» **EXERCISE**: Print, from the listing below, the lines starting at the line containing "ponytail, one line per instance" and ending at the line containing "TASK = locate one point per instance of the short", exactly as they stand, and print nothing else.

» **DATA FOR THE TASK**:
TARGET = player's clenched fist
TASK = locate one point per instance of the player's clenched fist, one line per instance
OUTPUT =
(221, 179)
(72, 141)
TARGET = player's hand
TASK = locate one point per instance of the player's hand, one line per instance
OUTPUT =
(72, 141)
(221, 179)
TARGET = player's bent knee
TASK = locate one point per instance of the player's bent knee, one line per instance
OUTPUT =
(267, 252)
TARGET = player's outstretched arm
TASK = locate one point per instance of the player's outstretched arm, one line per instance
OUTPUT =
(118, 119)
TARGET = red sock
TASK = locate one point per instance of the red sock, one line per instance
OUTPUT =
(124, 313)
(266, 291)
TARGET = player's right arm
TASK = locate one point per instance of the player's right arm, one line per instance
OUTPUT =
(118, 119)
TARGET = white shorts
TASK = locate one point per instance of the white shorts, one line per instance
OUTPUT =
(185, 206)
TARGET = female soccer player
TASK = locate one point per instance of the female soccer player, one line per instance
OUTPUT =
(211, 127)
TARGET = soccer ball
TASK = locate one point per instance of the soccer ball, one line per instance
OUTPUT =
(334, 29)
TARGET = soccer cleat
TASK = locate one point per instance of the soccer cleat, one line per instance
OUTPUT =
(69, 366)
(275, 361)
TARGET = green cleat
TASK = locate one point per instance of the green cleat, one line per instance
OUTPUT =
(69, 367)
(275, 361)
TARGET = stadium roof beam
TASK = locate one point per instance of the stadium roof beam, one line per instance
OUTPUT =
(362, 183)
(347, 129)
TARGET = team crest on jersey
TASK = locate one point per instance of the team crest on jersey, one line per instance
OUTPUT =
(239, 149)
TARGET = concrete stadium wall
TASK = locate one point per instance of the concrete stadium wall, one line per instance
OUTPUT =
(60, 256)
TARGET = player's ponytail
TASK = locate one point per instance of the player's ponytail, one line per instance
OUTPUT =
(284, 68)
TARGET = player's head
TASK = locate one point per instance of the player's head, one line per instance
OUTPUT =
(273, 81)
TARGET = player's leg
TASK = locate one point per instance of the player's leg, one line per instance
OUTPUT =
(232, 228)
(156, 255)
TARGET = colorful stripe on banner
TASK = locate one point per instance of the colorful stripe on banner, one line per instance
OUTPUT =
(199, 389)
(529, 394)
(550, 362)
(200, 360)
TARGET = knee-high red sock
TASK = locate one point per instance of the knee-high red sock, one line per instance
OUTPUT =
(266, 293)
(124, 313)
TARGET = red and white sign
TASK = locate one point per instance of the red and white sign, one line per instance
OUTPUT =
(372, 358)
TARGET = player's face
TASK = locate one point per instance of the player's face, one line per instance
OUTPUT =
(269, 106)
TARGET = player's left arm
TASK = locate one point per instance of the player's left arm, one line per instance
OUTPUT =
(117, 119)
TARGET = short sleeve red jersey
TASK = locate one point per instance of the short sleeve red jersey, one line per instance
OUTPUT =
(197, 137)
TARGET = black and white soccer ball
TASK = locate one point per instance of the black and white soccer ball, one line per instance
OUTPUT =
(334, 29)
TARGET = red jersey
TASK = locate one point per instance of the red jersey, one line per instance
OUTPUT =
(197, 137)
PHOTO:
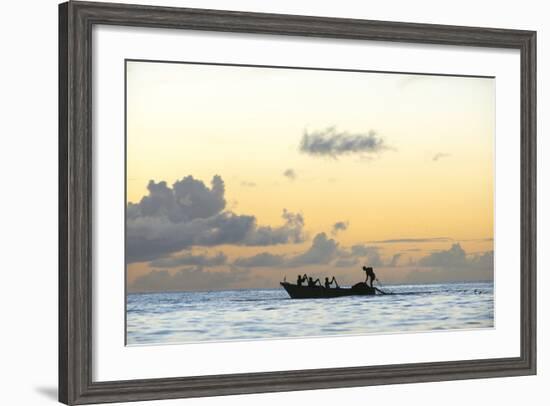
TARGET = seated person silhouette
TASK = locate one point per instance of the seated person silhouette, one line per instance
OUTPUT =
(327, 283)
(311, 283)
(301, 280)
(369, 275)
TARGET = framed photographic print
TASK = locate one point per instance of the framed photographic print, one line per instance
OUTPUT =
(258, 202)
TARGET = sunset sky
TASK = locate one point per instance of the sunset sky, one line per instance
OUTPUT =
(239, 176)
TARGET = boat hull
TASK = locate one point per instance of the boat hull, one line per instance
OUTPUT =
(320, 292)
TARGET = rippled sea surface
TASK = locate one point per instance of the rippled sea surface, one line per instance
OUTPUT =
(160, 318)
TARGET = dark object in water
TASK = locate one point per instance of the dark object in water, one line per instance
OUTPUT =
(320, 292)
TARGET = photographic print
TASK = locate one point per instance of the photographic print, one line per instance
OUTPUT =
(284, 202)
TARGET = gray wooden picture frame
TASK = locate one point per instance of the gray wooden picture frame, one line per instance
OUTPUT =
(76, 20)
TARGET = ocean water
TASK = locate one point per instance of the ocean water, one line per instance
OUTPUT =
(161, 318)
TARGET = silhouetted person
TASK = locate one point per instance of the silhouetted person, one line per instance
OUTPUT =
(301, 280)
(311, 283)
(327, 283)
(369, 275)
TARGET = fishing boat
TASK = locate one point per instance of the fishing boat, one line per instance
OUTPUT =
(320, 292)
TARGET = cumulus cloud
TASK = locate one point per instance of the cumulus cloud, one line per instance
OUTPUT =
(395, 260)
(188, 259)
(339, 226)
(412, 240)
(333, 143)
(440, 155)
(187, 279)
(346, 263)
(264, 259)
(322, 251)
(171, 219)
(290, 174)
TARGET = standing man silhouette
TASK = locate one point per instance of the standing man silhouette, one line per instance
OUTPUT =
(369, 274)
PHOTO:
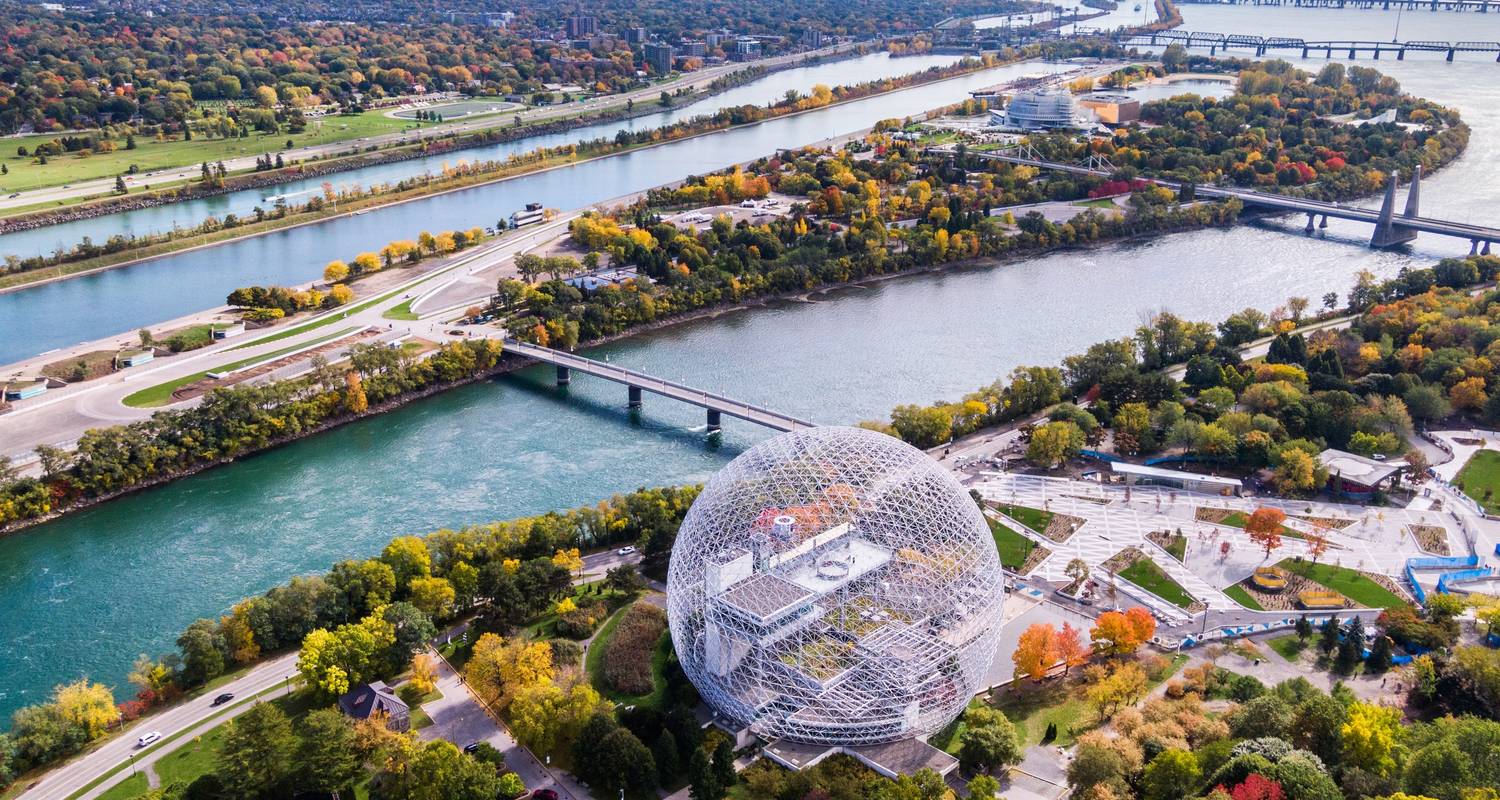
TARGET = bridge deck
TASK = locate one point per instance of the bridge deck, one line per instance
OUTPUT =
(657, 386)
(1424, 224)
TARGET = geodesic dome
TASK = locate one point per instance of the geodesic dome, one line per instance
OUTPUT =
(836, 586)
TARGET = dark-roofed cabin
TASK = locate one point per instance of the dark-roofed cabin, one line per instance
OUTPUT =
(377, 698)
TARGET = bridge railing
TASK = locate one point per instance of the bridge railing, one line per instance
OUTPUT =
(555, 356)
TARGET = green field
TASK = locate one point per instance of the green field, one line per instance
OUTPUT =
(1151, 577)
(1289, 646)
(1242, 598)
(594, 665)
(162, 393)
(1035, 520)
(1014, 548)
(1481, 479)
(150, 155)
(1346, 581)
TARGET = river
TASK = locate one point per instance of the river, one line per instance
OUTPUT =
(89, 592)
(45, 317)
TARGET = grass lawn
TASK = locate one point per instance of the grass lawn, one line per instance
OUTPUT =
(1242, 598)
(1346, 581)
(1151, 577)
(1014, 548)
(125, 790)
(594, 665)
(162, 393)
(1035, 520)
(1289, 646)
(150, 155)
(1481, 479)
(401, 312)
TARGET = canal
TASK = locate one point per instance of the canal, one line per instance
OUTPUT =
(45, 317)
(86, 593)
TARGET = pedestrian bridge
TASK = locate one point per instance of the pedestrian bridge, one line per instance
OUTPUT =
(717, 406)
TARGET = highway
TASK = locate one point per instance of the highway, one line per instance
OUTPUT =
(170, 176)
(198, 715)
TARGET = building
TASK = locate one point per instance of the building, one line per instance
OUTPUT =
(659, 56)
(836, 587)
(747, 48)
(1355, 476)
(1190, 482)
(1038, 110)
(581, 26)
(1112, 108)
(372, 700)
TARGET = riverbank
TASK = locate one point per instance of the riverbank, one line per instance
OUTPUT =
(504, 171)
(627, 105)
(509, 363)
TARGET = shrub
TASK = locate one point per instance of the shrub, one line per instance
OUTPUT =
(582, 620)
(627, 656)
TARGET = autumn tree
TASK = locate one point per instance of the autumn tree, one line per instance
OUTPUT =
(1037, 652)
(1265, 527)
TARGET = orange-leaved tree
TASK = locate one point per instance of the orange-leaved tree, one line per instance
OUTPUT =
(1265, 527)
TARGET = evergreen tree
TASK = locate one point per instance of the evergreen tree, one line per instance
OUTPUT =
(701, 781)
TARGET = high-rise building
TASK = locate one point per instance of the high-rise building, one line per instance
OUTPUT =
(747, 48)
(659, 54)
(581, 26)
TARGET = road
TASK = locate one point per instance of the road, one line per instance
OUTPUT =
(62, 415)
(194, 718)
(198, 716)
(690, 81)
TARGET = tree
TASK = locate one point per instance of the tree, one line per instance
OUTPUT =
(1035, 652)
(1265, 527)
(408, 557)
(1071, 649)
(989, 742)
(1055, 443)
(354, 400)
(258, 754)
(701, 781)
(665, 754)
(1371, 737)
(326, 754)
(1170, 776)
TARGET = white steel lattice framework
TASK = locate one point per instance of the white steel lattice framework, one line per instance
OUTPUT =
(836, 586)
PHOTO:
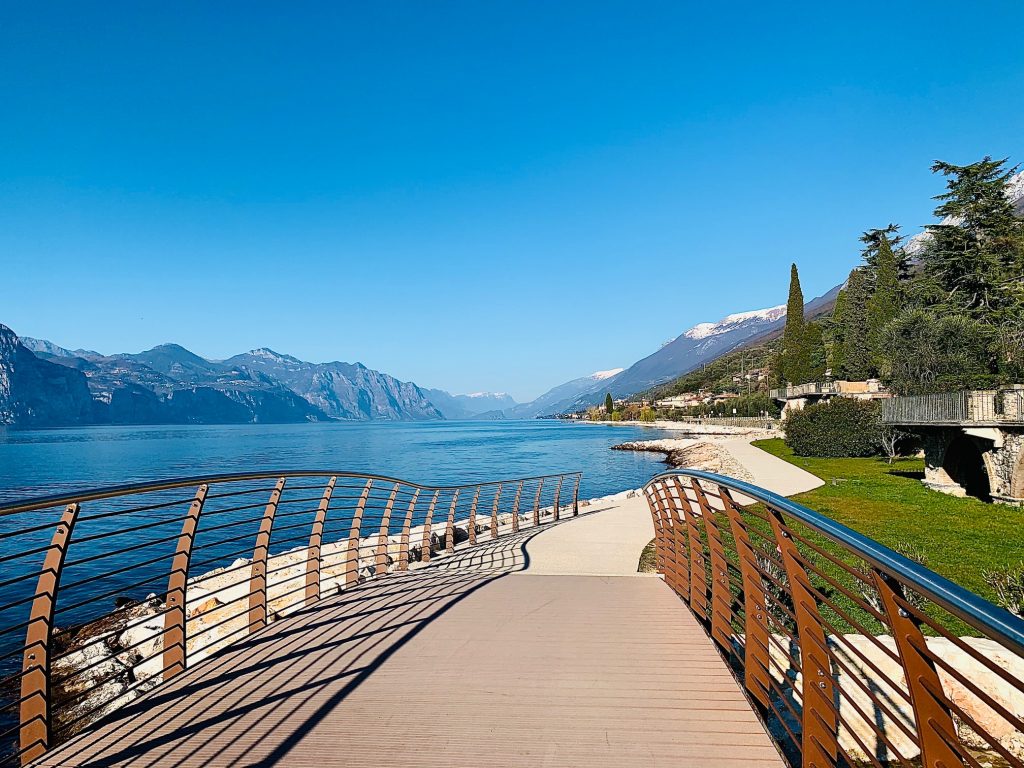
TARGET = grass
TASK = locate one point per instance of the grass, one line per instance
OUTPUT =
(960, 539)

» **TASK ANSWER**:
TASK = locate one point per instance of the player's ponytail, one line per instance
OUTPUT =
(284, 68)
TARGET = player's head
TASK = locate one point per instance of the player's head, one line per instance
OUTPUT =
(273, 81)
TARGET = player's leg
TASK = locate one point per instance of the player's leg, one line per instance
OUTPUT =
(232, 228)
(156, 255)
TARGET = colorful stripe on banner
TASK = locate one point per instance of the colorful stripe on banner, one line per instance
OUTPUT =
(199, 389)
(529, 394)
(550, 362)
(200, 360)
TARGET = knee-high red sock
TASK = locate one point per instance of the knee-high red sock, one line per instance
OUTPUT =
(266, 293)
(124, 313)
TARGET = red and white sign
TASK = locate one point per instance of the red and white sign, one line per instance
OUTPUT =
(372, 358)
TARGET = player's face
TASK = locate one point per instance of the player's face, one line per instance
OUTPUT =
(269, 106)
TARGET = player's left arm
TASK = locate one point per instance of the player's left arm, one line per instance
OUTPUT =
(117, 119)
TARGET = short sleeve red jersey
TASK = locate one point per instance of the short sleeve red jersey, one line per instance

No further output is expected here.